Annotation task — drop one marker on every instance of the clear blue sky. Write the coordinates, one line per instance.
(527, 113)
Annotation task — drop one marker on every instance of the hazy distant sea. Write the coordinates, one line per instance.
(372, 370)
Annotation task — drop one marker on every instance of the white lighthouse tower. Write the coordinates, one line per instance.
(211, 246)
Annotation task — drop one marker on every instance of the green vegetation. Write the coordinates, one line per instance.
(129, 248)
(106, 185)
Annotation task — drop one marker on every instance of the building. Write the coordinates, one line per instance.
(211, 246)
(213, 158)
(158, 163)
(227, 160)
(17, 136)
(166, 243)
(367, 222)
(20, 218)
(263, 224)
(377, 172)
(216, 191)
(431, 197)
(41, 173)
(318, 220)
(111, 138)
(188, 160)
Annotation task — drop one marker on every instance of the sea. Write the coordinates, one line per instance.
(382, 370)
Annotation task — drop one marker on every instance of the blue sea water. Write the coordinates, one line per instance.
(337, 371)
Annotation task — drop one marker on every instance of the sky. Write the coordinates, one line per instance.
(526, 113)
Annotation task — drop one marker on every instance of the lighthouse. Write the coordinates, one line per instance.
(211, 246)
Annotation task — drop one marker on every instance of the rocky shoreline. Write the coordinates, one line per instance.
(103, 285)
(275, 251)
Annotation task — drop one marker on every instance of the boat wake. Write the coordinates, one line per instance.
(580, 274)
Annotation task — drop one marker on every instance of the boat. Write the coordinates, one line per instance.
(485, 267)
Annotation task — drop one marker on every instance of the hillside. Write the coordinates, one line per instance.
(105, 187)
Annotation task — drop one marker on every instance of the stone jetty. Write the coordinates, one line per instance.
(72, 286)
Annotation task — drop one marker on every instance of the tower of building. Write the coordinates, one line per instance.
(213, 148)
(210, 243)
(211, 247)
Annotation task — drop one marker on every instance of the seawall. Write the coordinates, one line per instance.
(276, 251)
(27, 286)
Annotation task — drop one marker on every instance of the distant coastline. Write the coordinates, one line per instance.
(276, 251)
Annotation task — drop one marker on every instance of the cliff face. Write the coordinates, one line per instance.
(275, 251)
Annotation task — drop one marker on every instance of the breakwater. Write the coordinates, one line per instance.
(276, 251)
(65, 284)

> _JOB_
Reproduce every one of the entries above word for word, keeping them in their original order.

> _TASK ANSWER_
Annotation task — drop one marker on every instance of the clear blue sky. Write the coordinates, one line per instance.
(527, 113)
Annotation task — drop one marker on every instance of the hazy distant sea. Write the coordinates, one line per instance.
(372, 370)
Annotation task — drop one marker on every instance of the white lighthouse tower. Write the coordinates, one line per instance.
(211, 246)
Annotation task — drop one marker on every instance of the green vegetation. Write the coordinates, one line per instance.
(129, 248)
(106, 185)
Annotation task — drop one marker on every instance of the building. Write the coordinates, one line per instance.
(211, 246)
(213, 158)
(158, 163)
(227, 160)
(17, 136)
(166, 243)
(367, 222)
(20, 218)
(263, 224)
(377, 172)
(216, 191)
(431, 197)
(41, 173)
(318, 220)
(111, 138)
(188, 160)
Annotation task — drop one marker on every instance of the sea. Write the coordinates, one line per instance.
(382, 370)
Annotation task — drop one marker on every instance of the blue sea water. Write the coordinates, one line per instance.
(337, 371)
Annotation task — drop one marker on every instance of the sky. Write the coordinates, one line per instance.
(526, 113)
Annotation task — drop one marker on every instance of the lighthouse. Write the coordinates, one line per instance.
(211, 246)
Annotation task — drop one marker on every instance of the rocky shoreline. Write the coordinates, one line per instance.
(103, 285)
(275, 251)
Annotation task — drop one marker on every instance of the boat wake. Write the coordinates, one line per instance.
(580, 274)
Annotation task — drop one marker on every instance of the boat. Write the coordinates, one line per instance.
(485, 267)
Annotation task — drop one marker on every instance of the hillside. Write the coordinates, one line per instance.
(105, 187)
Annotation task — drop one marker on every instance of the stone jetty. Write the coordinates, one line per instance.
(72, 286)
Annotation task — drop one marker on every instance of the tower of building. Write the coordinates, one line per instance.
(213, 148)
(210, 243)
(211, 247)
Annotation task — drop one marker on every instance of the seawall. Write the coordinates, one line per instance.
(276, 251)
(27, 286)
Annotation task — drop one marker on every instance of the distant coastline. Write the coordinates, one line per instance.
(276, 251)
Annotation task — drop one marker on every instance of the cliff face. Write the coordinates, one line per instance.
(275, 251)
Annotation task — drop one marker on every instance of the breakwater. Write the coordinates, one line per instance.
(276, 251)
(65, 284)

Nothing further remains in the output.